> **Your goal**:
Give back all the entries below. Omit none of them.

══ Records supplied

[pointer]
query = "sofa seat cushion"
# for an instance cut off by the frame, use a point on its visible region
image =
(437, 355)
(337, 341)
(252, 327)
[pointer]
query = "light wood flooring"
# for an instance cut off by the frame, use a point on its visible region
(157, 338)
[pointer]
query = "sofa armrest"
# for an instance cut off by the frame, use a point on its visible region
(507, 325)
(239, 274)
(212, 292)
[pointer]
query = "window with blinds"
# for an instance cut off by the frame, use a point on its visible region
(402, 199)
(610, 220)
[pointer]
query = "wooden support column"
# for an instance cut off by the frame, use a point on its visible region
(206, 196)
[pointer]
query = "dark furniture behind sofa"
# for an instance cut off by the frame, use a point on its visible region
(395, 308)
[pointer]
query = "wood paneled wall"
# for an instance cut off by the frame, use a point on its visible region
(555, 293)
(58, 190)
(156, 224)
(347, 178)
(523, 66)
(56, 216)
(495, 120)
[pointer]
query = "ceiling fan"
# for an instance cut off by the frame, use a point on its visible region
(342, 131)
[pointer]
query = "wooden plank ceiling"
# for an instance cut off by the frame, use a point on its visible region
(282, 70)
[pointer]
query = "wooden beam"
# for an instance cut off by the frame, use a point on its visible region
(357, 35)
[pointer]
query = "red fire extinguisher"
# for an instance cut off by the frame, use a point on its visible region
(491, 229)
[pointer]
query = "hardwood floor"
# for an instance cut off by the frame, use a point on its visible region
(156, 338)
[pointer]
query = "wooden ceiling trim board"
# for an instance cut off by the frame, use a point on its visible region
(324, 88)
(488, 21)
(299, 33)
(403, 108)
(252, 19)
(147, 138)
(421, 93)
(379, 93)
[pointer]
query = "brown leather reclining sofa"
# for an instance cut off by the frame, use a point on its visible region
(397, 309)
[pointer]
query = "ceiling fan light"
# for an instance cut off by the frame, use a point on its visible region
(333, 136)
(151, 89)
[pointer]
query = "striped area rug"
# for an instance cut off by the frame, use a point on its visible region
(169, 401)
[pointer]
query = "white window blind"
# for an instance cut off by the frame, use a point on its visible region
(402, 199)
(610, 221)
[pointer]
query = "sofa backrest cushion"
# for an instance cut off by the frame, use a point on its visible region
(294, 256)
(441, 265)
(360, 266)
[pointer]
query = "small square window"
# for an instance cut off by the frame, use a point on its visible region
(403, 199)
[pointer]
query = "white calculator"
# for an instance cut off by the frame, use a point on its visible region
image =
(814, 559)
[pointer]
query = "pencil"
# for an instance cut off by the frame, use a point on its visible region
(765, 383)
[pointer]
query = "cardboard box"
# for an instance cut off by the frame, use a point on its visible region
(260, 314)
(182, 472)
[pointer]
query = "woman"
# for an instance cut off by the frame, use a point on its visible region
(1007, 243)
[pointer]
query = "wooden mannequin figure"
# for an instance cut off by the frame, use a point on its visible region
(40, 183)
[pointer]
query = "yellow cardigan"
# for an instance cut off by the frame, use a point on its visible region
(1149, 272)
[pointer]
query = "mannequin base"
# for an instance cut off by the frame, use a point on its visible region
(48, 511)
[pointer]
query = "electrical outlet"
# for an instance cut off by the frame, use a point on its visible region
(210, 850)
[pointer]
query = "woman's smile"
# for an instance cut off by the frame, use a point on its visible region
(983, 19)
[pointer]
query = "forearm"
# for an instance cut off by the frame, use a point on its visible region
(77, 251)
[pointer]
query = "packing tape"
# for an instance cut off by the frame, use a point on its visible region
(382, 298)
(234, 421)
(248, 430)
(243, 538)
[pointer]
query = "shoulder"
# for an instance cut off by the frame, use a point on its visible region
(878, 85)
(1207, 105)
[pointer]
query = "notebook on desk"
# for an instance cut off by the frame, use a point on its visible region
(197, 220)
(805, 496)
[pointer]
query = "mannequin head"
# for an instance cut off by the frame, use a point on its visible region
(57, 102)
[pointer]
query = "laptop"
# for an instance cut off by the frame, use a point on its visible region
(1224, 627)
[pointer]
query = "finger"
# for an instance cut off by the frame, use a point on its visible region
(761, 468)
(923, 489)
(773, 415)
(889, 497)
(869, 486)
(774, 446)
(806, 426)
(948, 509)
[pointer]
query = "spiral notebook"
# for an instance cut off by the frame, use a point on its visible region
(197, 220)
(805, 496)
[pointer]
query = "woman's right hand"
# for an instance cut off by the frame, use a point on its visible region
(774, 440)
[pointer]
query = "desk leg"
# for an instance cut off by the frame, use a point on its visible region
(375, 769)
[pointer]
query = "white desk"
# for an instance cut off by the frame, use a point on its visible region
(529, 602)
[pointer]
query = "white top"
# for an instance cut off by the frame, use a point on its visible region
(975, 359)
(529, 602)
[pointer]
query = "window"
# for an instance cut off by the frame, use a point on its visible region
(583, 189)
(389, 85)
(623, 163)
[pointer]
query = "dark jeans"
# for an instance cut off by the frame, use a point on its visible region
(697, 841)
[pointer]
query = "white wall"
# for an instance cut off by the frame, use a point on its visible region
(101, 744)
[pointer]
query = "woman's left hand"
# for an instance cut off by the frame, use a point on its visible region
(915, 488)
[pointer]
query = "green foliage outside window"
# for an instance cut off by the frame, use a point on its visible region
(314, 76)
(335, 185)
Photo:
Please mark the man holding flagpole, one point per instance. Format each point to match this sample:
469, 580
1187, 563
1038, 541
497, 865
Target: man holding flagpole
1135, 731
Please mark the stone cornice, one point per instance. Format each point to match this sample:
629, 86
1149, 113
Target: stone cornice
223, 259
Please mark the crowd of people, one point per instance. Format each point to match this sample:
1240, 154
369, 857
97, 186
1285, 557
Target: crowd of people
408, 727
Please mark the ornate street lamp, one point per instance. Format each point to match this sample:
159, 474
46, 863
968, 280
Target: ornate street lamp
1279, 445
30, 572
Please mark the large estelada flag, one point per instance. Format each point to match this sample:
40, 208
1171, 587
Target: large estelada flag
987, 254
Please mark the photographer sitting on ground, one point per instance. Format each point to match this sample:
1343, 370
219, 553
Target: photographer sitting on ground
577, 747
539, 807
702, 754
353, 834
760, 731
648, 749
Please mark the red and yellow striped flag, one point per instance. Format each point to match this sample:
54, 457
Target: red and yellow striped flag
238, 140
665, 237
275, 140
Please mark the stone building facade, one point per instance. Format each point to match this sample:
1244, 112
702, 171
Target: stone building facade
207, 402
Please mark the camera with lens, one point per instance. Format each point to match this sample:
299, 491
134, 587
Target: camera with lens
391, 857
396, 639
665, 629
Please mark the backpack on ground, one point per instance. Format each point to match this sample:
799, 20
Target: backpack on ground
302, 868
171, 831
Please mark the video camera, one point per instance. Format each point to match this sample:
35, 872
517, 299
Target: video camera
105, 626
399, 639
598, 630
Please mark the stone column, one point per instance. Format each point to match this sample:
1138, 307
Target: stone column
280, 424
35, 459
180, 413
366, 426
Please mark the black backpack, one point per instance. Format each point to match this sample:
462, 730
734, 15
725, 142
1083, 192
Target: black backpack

════

> **Task response**:
[pointer]
query = "sofa seat cushion"
# for an instance cut off by the frame, use a point on its visible region
image =
(437, 355)
(337, 341)
(252, 327)
[pointer]
query = "light wood flooring"
# for an instance cut off by the frame, use a point on its visible region
(157, 338)
[pointer]
query = "sofa armrest"
# for an instance cut off by the frame, use a point on its visible region
(507, 325)
(239, 274)
(212, 292)
[pointer]
query = "window with blinds"
# for an instance cut off by the frame, use a point on its visible region
(402, 199)
(610, 220)
[pointer]
query = "wooden support column"
# for an instance cut off by the frame, use a point on its visible region
(206, 196)
[pointer]
query = "dark furniture behind sofa"
# for an instance cut off by the frame, use a point on its visible region
(395, 308)
[pointer]
query = "wood paneled wall"
# for an instance cut off by the frame, use a point on its visible region
(555, 293)
(58, 190)
(156, 224)
(347, 178)
(523, 66)
(56, 216)
(495, 120)
[pointer]
query = "ceiling fan"
# for an instance cut off by the frame, use a point on its visible region
(342, 131)
[pointer]
query = "wooden plank ceiling"
# for an instance cut off by the frame, use a point on its visible region
(282, 70)
[pointer]
query = "wooden beam"
# for an instance cut off by the frame, use a point on its visible region
(357, 35)
[pointer]
query = "red fire extinguisher"
# for an instance cut off by the frame, use a point on its visible region
(491, 229)
[pointer]
query = "hardwood floor"
# for an instance cut off by the frame, use a point on its visible region
(156, 338)
[pointer]
query = "wooden ceiling trim board"
# for an instance cut off by the frame, use a point on its visible region
(324, 88)
(488, 21)
(299, 33)
(403, 108)
(252, 19)
(147, 138)
(421, 93)
(379, 93)
[pointer]
query = "brown leather reclining sofa"
# for an instance cut off by the frame, use a point on its visible region
(397, 309)
[pointer]
query = "ceiling fan light"
# for an instance cut off by the frame, use a point on its visible region
(333, 136)
(151, 89)
[pointer]
query = "striped area rug"
# for an instance cut off by the frame, use a point on its visible region
(169, 401)
[pointer]
query = "white window blind"
# for an instance cut off by the frame, use a point on its visible region
(402, 199)
(610, 221)
[pointer]
query = "sofa backrest cushion"
# for an instance cut off by the frame, use a point on its visible region
(294, 256)
(441, 265)
(360, 266)
[pointer]
query = "small square window"
# for an instance cut off by the frame, use a point on its visible region
(403, 199)
[pointer]
query = "white calculator"
# for an instance cut off by the frame, use a point on its visible region
image =
(814, 559)
[pointer]
query = "pencil"
# for an instance cut off by the frame, use a point on its visible region
(765, 383)
[pointer]
query = "cardboard box"
# for an instance cut off by the frame, use a point on its visible region
(260, 314)
(182, 472)
[pointer]
query = "woman"
# for an instance cut off by the frame, use a point on its visible region
(1007, 243)
[pointer]
query = "wooden mannequin figure"
# for an instance cut off by the frame, use a point on its visible region
(40, 183)
[pointer]
query = "yellow cardigan"
# for an instance cut off by the frame, use a point on its visible region
(1149, 272)
[pointer]
query = "mannequin base"
# for an instance cut off by the frame, use a point on its visible region
(48, 511)
[pointer]
query = "electrical outlet"
# for an instance cut off by the frame, use a point on its visible region
(210, 850)
[pointer]
query = "woman's smile"
# for an instance cut off by the frame, use a point on its visible region
(983, 19)
[pointer]
query = "forearm"
# for an instance cut off by the frame, use a point on its visible region
(77, 251)
[pointer]
query = "packing tape"
# for an instance cut off by the frame, use a point on its visible region
(382, 298)
(234, 421)
(248, 430)
(243, 538)
[pointer]
query = "shoulder"
# for an instance cut off by the frame, use a point on its visible region
(878, 85)
(1207, 105)
[pointer]
query = "notebook on desk"
# for an instance cut off by the frame, use a point on its visible region
(197, 220)
(805, 496)
[pointer]
query = "mannequin head"
# for an instance cut off by the frame, use a point on its visible region
(57, 102)
[pointer]
query = "laptop"
# for an instance cut off by the frame, use a point on its visible region
(1224, 627)
[pointer]
query = "finger"
# for an instance cut off by the frame, use a point on its visible region
(761, 468)
(923, 489)
(773, 415)
(889, 497)
(869, 486)
(774, 446)
(806, 426)
(948, 509)
[pointer]
query = "spiral notebook"
# for an instance cut off by the frame, use a point on its visible region
(197, 220)
(805, 496)
[pointer]
query = "woman's right hand"
# for an instance cut off by the frame, use a point on its visible region
(774, 440)
[pointer]
query = "desk leg"
# for an instance cut off by the frame, use a point on its visible region
(375, 769)
[pointer]
query = "white desk"
# for an instance cut off by the frame, use a point on its visible region
(529, 602)
[pointer]
query = "white top"
# for an instance cut off by the frame, use a point on its visible region
(975, 359)
(529, 602)
[pointer]
query = "window"
# for an instance cut off by the frame, use a point on its visible region
(583, 189)
(389, 85)
(623, 163)
[pointer]
query = "dark jeans"
# for an instance cut off by the frame, use a point on its visible region
(697, 841)
[pointer]
query = "white wall"
# for an instance cut off by the frame, use a point on its visible region
(101, 744)
[pointer]
query = "woman's left hand"
# for an instance cut off by the frame, use a point on its visible region
(915, 488)
[pointer]
query = "green foliage outside window"
# for an instance cut off by the frame, use a point on its visible region
(314, 76)
(335, 185)
Photo:
Please mark the man holding flagpole, one point per instance. Format each point to match this sample:
469, 580
1187, 563
1038, 541
497, 865
Target: man holding flagpole
1135, 731
Please mark the stone cornice, one point per instance. Format each point to match this sample:
629, 86
1149, 113
Target: stone cornice
223, 259
Please mark the crowd of people, one point per instance. Format each point to match this sample:
1240, 154
369, 857
97, 186
1285, 557
Target: crowd of people
408, 727
Please mark the ornate street lamp, one point per instance. Format each point to match this sample:
159, 474
46, 863
968, 280
Target: ornate street lamp
1279, 445
30, 572
Please mark the large estelada flag, one point per instance. Format each point to match this sample:
40, 208
1171, 587
Target: large estelada flag
987, 254
Please mark the photographer sitting on ground, one point per instance. Format each point to match this sample:
1343, 370
219, 553
Target: photographer sitting on ground
577, 747
539, 807
702, 754
353, 834
760, 731
648, 749
Please mark the red and yellow striped flag, one point per instance. Format each point to match this sample:
54, 457
Target: red and yellow striped flag
238, 140
665, 237
275, 140
Please mark the stone building facade, one point per instance. Format each point to match this sample:
1244, 112
702, 171
Target: stone building facade
207, 402
Please mark the camera with lens, one point per instance. Format each point to match this sample:
299, 491
134, 587
Target: camera with lens
391, 857
396, 639
665, 629
Please mark the backpack on ground, one point per instance. Format each point to match this sample:
799, 20
Target: backpack on ground
302, 868
171, 831
Please mark the video camera, one point per instance. Format each point to match this sample:
35, 872
517, 299
Target: video camera
105, 626
399, 639
598, 630
Please mark the stone column, one point per instance. Format each point to match this sample:
1138, 307
Target: stone column
280, 424
35, 459
180, 413
366, 426
Please mark the black backpack, one point per instance. Format each point to match this sample:
462, 730
734, 15
725, 142
1083, 192
Target: black backpack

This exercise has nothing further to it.